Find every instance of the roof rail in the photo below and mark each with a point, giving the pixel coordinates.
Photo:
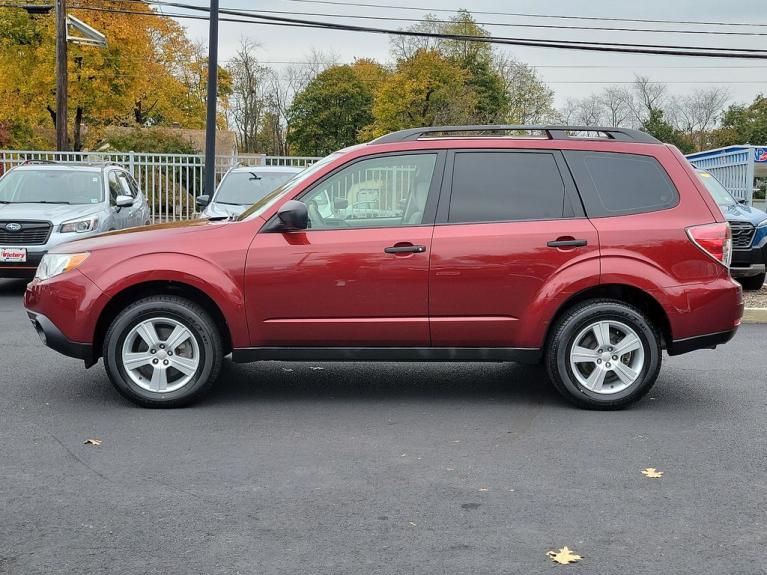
(37, 161)
(550, 132)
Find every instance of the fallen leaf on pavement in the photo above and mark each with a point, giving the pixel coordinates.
(564, 556)
(652, 473)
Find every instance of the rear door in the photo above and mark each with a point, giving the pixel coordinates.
(509, 225)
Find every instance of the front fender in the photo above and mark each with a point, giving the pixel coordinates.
(221, 286)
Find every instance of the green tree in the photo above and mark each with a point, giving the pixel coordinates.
(657, 126)
(330, 112)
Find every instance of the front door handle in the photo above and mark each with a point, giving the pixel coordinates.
(568, 244)
(405, 249)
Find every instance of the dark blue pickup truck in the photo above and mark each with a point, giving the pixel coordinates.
(749, 234)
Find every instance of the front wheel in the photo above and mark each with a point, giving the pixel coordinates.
(603, 354)
(163, 351)
(753, 283)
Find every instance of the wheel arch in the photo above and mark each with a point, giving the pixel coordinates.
(141, 290)
(621, 292)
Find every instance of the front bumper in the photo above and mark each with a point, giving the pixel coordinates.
(52, 336)
(24, 270)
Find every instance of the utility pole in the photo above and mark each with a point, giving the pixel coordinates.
(62, 78)
(210, 124)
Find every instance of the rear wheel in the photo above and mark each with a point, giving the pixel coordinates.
(603, 354)
(163, 351)
(752, 283)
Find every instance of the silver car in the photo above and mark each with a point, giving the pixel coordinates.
(242, 187)
(45, 204)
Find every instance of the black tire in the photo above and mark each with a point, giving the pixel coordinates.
(191, 316)
(562, 340)
(753, 283)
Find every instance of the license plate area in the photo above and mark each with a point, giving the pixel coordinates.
(13, 255)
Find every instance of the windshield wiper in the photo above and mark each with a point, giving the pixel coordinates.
(44, 202)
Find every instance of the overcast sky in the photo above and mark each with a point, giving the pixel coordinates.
(569, 73)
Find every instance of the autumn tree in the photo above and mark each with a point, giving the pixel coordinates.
(656, 125)
(330, 112)
(251, 99)
(744, 124)
(149, 74)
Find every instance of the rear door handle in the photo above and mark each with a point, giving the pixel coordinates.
(568, 244)
(405, 249)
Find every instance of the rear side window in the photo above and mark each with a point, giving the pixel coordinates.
(506, 186)
(621, 184)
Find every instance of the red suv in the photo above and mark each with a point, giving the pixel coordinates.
(587, 249)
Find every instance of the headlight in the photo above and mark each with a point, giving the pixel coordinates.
(80, 226)
(54, 264)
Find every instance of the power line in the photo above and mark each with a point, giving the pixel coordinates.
(515, 25)
(526, 15)
(654, 49)
(496, 24)
(631, 48)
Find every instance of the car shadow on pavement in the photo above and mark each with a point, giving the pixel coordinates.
(476, 382)
(13, 287)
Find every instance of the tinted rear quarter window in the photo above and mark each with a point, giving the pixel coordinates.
(613, 184)
(506, 186)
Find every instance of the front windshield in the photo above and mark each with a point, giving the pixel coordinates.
(717, 190)
(273, 197)
(51, 187)
(246, 188)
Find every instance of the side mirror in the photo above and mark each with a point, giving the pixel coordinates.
(292, 216)
(123, 201)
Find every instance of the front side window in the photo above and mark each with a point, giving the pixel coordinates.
(51, 187)
(260, 206)
(717, 190)
(115, 189)
(614, 184)
(126, 189)
(246, 188)
(506, 186)
(386, 191)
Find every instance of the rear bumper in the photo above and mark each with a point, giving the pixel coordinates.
(52, 336)
(750, 262)
(709, 341)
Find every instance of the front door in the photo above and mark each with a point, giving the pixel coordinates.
(359, 276)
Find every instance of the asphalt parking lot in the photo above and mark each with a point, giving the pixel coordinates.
(380, 468)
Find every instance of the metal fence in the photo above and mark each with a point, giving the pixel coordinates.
(170, 182)
(733, 166)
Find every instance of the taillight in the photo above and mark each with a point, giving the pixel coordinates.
(713, 239)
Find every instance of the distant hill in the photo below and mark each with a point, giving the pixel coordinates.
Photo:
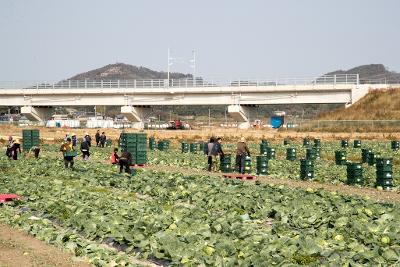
(121, 71)
(376, 105)
(372, 73)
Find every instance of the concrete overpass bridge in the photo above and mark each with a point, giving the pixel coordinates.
(137, 96)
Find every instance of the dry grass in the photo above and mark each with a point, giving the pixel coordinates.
(376, 105)
(229, 135)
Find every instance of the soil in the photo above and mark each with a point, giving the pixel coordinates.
(373, 194)
(51, 135)
(20, 249)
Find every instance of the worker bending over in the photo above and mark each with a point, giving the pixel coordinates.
(114, 156)
(68, 152)
(241, 152)
(125, 161)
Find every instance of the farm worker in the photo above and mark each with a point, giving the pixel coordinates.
(85, 149)
(207, 151)
(74, 140)
(97, 137)
(114, 156)
(217, 153)
(35, 150)
(66, 137)
(88, 139)
(103, 139)
(65, 148)
(15, 148)
(241, 152)
(9, 145)
(125, 161)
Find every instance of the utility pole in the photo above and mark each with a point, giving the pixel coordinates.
(168, 66)
(193, 61)
(209, 117)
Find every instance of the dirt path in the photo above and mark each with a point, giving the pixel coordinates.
(20, 249)
(232, 135)
(371, 193)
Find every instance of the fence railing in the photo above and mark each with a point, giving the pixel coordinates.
(345, 125)
(183, 83)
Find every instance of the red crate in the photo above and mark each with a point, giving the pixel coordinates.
(8, 197)
(239, 176)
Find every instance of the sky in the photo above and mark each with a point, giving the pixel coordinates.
(52, 40)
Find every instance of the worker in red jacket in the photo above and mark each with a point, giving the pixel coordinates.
(114, 156)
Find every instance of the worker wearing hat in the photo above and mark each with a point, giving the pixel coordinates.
(74, 140)
(9, 145)
(241, 152)
(15, 148)
(66, 148)
(88, 139)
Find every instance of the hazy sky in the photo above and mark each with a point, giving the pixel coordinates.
(51, 40)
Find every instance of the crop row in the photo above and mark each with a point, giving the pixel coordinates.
(325, 169)
(199, 220)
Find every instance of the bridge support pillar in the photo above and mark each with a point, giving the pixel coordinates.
(136, 115)
(242, 114)
(37, 113)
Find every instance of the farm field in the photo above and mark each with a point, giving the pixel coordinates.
(165, 215)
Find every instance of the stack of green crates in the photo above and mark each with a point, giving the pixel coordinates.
(263, 148)
(317, 142)
(163, 145)
(384, 172)
(226, 163)
(312, 153)
(354, 174)
(306, 141)
(340, 157)
(247, 165)
(291, 154)
(395, 145)
(136, 144)
(31, 138)
(345, 143)
(193, 147)
(152, 143)
(357, 144)
(286, 142)
(365, 154)
(262, 165)
(271, 153)
(306, 169)
(372, 158)
(185, 147)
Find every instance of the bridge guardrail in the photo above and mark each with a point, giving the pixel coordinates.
(182, 83)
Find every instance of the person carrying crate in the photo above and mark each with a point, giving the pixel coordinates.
(15, 148)
(9, 146)
(241, 152)
(85, 149)
(35, 150)
(69, 153)
(125, 161)
(114, 156)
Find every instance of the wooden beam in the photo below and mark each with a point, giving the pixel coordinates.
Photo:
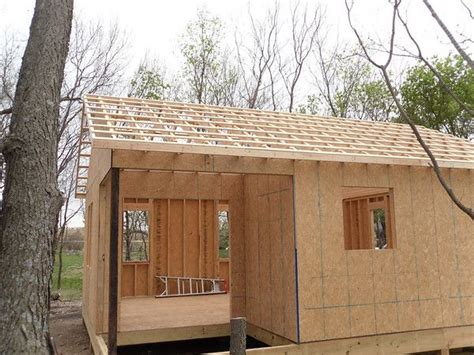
(173, 334)
(238, 336)
(113, 262)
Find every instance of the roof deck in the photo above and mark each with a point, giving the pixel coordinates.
(151, 125)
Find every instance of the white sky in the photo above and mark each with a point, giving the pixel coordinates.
(153, 26)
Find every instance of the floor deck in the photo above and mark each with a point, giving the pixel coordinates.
(150, 313)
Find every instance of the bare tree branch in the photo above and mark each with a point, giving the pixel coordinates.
(432, 68)
(469, 11)
(456, 45)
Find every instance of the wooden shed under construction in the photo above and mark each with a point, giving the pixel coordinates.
(341, 237)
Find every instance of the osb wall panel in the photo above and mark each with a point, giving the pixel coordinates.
(270, 262)
(424, 282)
(199, 162)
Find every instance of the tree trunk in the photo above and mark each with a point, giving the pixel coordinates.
(31, 197)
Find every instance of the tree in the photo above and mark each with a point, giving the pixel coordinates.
(347, 86)
(256, 61)
(148, 82)
(430, 105)
(305, 25)
(202, 52)
(383, 66)
(31, 198)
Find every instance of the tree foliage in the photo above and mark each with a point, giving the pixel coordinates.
(431, 105)
(148, 83)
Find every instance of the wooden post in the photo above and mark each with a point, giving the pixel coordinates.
(113, 262)
(238, 336)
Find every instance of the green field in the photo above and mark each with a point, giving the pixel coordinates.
(71, 279)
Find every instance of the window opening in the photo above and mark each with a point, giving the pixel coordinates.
(135, 234)
(368, 218)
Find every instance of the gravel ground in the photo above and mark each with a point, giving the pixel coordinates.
(67, 329)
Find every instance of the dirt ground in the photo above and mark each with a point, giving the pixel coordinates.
(67, 329)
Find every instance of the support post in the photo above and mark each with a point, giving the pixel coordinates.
(238, 336)
(113, 262)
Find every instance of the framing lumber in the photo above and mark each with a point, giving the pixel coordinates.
(397, 343)
(161, 126)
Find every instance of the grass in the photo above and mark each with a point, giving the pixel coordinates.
(71, 277)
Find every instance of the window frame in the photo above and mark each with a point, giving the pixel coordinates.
(132, 204)
(358, 227)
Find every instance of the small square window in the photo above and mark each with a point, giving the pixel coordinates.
(368, 218)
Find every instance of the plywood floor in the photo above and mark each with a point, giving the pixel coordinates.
(146, 313)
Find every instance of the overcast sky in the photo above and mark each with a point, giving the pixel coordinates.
(153, 26)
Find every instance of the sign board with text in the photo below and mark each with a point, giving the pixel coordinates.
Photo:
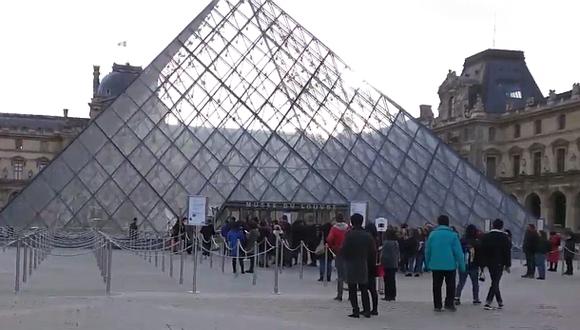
(197, 210)
(360, 208)
(381, 224)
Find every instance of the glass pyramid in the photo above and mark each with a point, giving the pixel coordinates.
(246, 105)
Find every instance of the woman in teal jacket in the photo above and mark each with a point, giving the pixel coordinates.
(443, 256)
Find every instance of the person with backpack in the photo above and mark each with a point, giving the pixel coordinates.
(443, 256)
(335, 240)
(390, 261)
(471, 249)
(236, 239)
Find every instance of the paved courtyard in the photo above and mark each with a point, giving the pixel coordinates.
(68, 293)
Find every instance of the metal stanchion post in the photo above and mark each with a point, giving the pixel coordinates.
(109, 264)
(224, 257)
(325, 279)
(156, 252)
(31, 251)
(35, 254)
(24, 261)
(210, 253)
(17, 270)
(276, 272)
(255, 264)
(182, 249)
(150, 251)
(281, 263)
(194, 280)
(195, 246)
(300, 258)
(163, 255)
(171, 259)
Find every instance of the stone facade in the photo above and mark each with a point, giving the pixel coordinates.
(28, 143)
(503, 125)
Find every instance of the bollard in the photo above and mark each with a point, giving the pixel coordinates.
(325, 279)
(30, 252)
(182, 249)
(35, 254)
(255, 264)
(150, 248)
(276, 266)
(171, 259)
(17, 284)
(109, 264)
(195, 247)
(281, 265)
(156, 253)
(224, 258)
(300, 263)
(194, 279)
(24, 262)
(163, 255)
(238, 256)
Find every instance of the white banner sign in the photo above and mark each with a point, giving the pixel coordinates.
(381, 224)
(540, 224)
(360, 208)
(196, 212)
(487, 225)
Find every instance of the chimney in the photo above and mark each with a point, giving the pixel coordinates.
(96, 79)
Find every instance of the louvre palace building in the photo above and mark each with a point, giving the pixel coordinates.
(247, 108)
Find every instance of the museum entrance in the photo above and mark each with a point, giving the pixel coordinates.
(311, 213)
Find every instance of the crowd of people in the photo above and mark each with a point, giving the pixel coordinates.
(361, 254)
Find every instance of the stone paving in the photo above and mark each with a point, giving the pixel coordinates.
(68, 293)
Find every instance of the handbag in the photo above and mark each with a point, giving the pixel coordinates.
(320, 249)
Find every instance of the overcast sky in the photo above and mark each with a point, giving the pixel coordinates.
(404, 48)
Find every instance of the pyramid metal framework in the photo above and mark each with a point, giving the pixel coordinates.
(247, 105)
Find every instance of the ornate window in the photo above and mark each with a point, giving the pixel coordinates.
(517, 131)
(560, 160)
(537, 162)
(516, 160)
(538, 126)
(18, 144)
(561, 122)
(491, 134)
(17, 168)
(491, 166)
^^^^
The task: Repeat exactly, and only, the lines of the records above, starting with the line that contains "Find every instance of the handbag" and ending with the final line, both included.

Written answer:
Find every instance of the handbag in the photo above and mark each with a point, giving the pixel coordinates.
(320, 249)
Find every instance of the overcast sky in the photo above and mark each with a point, giving the pixel coordinates.
(404, 48)
Find every instance of the pyramid metal framework in the photo above and mark each with a point, giving the pixel coordinates.
(247, 105)
Find every instance of the ornate window in the photo above and mark each with a point, giving the pixel coordinates.
(517, 131)
(560, 160)
(537, 162)
(516, 160)
(538, 126)
(18, 144)
(561, 122)
(491, 134)
(17, 168)
(491, 166)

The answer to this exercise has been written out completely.